[Records]
+---+

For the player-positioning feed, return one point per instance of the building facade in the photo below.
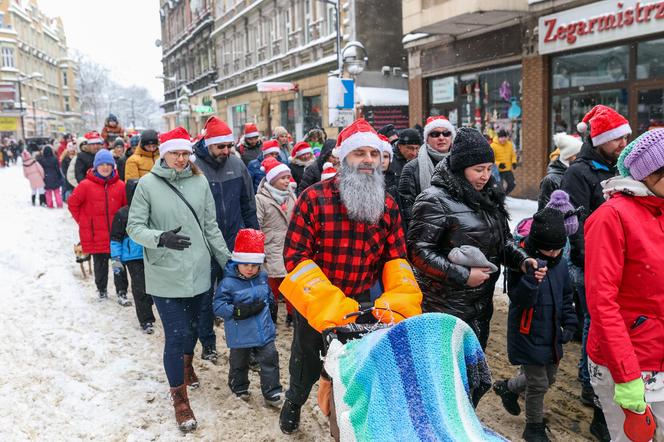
(37, 76)
(291, 41)
(190, 67)
(534, 68)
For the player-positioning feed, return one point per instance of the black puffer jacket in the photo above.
(550, 183)
(582, 181)
(450, 214)
(313, 172)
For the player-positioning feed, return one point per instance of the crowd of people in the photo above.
(379, 226)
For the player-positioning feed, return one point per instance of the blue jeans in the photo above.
(576, 275)
(180, 317)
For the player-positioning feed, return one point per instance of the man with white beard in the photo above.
(344, 235)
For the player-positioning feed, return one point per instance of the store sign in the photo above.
(8, 124)
(599, 22)
(442, 90)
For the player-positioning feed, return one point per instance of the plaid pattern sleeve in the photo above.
(350, 253)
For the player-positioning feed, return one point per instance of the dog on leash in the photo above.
(81, 258)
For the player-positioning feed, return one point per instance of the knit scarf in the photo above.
(426, 165)
(279, 196)
(429, 367)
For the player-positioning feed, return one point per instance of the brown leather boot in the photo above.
(190, 377)
(183, 414)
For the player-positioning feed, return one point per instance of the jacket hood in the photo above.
(624, 185)
(325, 152)
(490, 199)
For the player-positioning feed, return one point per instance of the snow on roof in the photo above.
(380, 96)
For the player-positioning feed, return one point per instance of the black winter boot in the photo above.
(598, 426)
(289, 418)
(510, 400)
(535, 433)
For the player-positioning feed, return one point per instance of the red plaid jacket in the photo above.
(350, 253)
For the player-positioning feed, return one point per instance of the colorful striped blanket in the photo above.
(412, 382)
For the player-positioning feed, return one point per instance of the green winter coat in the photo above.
(156, 209)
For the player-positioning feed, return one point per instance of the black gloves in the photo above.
(567, 335)
(244, 310)
(171, 240)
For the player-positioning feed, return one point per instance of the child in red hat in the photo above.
(245, 301)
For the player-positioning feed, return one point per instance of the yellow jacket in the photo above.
(504, 153)
(140, 163)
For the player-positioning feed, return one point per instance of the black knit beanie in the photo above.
(468, 149)
(548, 230)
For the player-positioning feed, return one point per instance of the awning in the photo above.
(380, 96)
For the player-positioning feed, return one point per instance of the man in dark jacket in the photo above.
(416, 174)
(233, 194)
(312, 173)
(582, 181)
(405, 150)
(250, 148)
(86, 157)
(568, 148)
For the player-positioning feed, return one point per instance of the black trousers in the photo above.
(100, 265)
(305, 363)
(508, 179)
(268, 360)
(142, 301)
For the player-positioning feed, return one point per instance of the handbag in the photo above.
(193, 212)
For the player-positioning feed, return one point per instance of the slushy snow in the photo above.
(76, 368)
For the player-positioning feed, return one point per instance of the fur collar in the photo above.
(491, 199)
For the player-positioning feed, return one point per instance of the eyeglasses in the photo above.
(183, 155)
(436, 134)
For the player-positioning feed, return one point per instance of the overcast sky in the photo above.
(118, 34)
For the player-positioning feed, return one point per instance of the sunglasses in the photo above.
(436, 134)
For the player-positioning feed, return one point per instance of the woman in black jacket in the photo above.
(463, 206)
(52, 177)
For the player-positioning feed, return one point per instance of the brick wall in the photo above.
(535, 132)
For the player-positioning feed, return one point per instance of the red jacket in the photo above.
(624, 275)
(93, 205)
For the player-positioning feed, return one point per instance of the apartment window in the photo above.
(8, 57)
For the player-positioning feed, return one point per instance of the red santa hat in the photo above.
(250, 130)
(216, 131)
(439, 122)
(605, 125)
(93, 137)
(358, 134)
(249, 247)
(387, 147)
(176, 139)
(301, 148)
(270, 146)
(328, 171)
(274, 169)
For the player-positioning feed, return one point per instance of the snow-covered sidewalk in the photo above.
(75, 368)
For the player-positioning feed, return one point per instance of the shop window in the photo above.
(650, 110)
(608, 65)
(287, 108)
(313, 116)
(650, 59)
(569, 109)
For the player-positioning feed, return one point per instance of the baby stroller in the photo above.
(414, 381)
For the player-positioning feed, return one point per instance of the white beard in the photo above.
(362, 194)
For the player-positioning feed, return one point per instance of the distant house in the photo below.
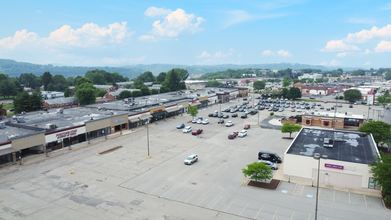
(108, 88)
(115, 95)
(60, 102)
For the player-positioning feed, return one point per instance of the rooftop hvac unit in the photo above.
(50, 126)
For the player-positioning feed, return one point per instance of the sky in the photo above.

+---+

▶ _Problem statement_:
Repeat each entry above word for word, leaving every picture out.

▶ _Answer to the problem_:
For the player-positioning feed, return one point per instance of the building facade in the photo below.
(37, 76)
(291, 41)
(190, 67)
(534, 68)
For the player-positioning feed, return one point per instance of the black puffer jacket in the photo above.
(550, 183)
(582, 181)
(450, 214)
(313, 172)
For the player-positioning feed, return one point per instance of the crowd of people in the photo above.
(379, 226)
For the player-positioning feed, return one point per instance of the blue jeans in the photo above.
(576, 275)
(180, 317)
For the player-positioning feed, return one point per instance of the man with white beard in the photo above.
(344, 235)
For the player-positioning feed, return one point per instance of the store sign in the photo above.
(8, 124)
(599, 22)
(442, 90)
For the player-positioning feed, return one point per instance of the plaid pattern sleeve in the photo above.
(350, 253)
For the player-positioning feed, return one point per instance of the dog on leash in the photo above.
(81, 258)
For the player-positioning feed, return one point per instance of the knit scarf in the photo above.
(426, 165)
(279, 196)
(429, 367)
For the player-positioning feed, return one point per instance of the brown leather boot in the photo above.
(190, 377)
(183, 414)
For the player-positioning feed, return one point per instance of the jacket hood in the photo above.
(624, 185)
(325, 152)
(490, 199)
For the player-positioning feed, return one point per instance of the snow on roof in the photo above.
(380, 96)
For the player-positioning feed, return one point per instance of the black winter boot in the photo above.
(598, 426)
(289, 418)
(510, 400)
(535, 433)
For the player-positioning feed, return one point per instance of the red plaid jacket in the photo above.
(350, 253)
For the player-positioning feed, return one point per instance of the colorful striped blanket in the photo above.
(412, 382)
For the player-positioning feed, return one point per instance of the green winter coat in the photo above.
(156, 209)
For the player-positioning feed, return one point per instance of the black gloves in the photo above.
(567, 335)
(244, 310)
(171, 240)
For the player-positioning feed, return one point per instance of the child in red hat in the photo above.
(245, 301)
For the player-positioning feed, return one point per instance of the yellow jacket in the photo above.
(504, 153)
(140, 163)
For the player-positioning feed, return one point per instance of the black knit beanie in the photo above.
(468, 149)
(548, 230)
For the player-positioning feed, return one point per instance of the awning in the photo above.
(380, 96)
For the player-positioning feed, return one point per instance of the man in dark jacket in the photo above.
(416, 174)
(233, 194)
(312, 173)
(582, 181)
(405, 150)
(250, 148)
(86, 157)
(568, 148)
For the player-positioning feed, return one point per instance of the black trousers in the photo above.
(100, 265)
(305, 363)
(508, 179)
(268, 360)
(142, 301)
For the player-positioning feed, return one point per instance of the handbag in the photo above.
(193, 212)
For the player-positioning feed, return one point per instance of the slushy snow in the photo above.
(76, 368)
For the player-positioning feed, return one point per instance of the fur collar in the photo above.
(491, 199)
For the player-positioning feed, return one point per instance of the eyeglasses in the photo above.
(183, 155)
(436, 134)
For the player-positioning feed, return one point per instance of the overcast sky in the photo above.
(118, 34)
For the player-positioning feed, return one point per instance of the sunglasses in the photo above.
(436, 134)
For the player-positioning feed, return one point per instance of the woman in black jacket in the photo above.
(463, 206)
(52, 177)
For the player-positioning feed, return one point per instance of the brick wall in the photo above.
(535, 132)
For the player-positioning feed, return one point per instance of the red jacket in the photo above.
(624, 275)
(93, 205)
For the player-positioning feed, return one point per instance of the apartment window in the photo above.
(8, 57)
For the player-positioning feed, return one point per instance of the red santa hat in the photo above.
(250, 130)
(216, 131)
(439, 122)
(605, 125)
(93, 137)
(358, 134)
(249, 247)
(387, 147)
(176, 139)
(301, 148)
(270, 146)
(328, 171)
(274, 169)
For the player-positioning feed, return one point per instance of the snow-covered sidewalk in the photo above.
(75, 368)
For the player-positioning feed, return one point per instance of the shop window in the photo above.
(650, 110)
(608, 65)
(287, 108)
(313, 116)
(650, 59)
(569, 109)
For the player-positioning feed, return one point per instance of the baby stroller in the photo above.
(414, 381)
For the player-positioning feed, return one point per instance of the white beard in the photo above.
(362, 194)
For the player-positioning feed, return one point per instance of the distant house in the photo below.
(108, 88)
(115, 95)
(60, 102)
For the player-positioning feed, return one point per instance of the rooftop hvac unit in the photo above.
(50, 126)
For the player-positioning feed, return one point per instance of the sky in the photo above.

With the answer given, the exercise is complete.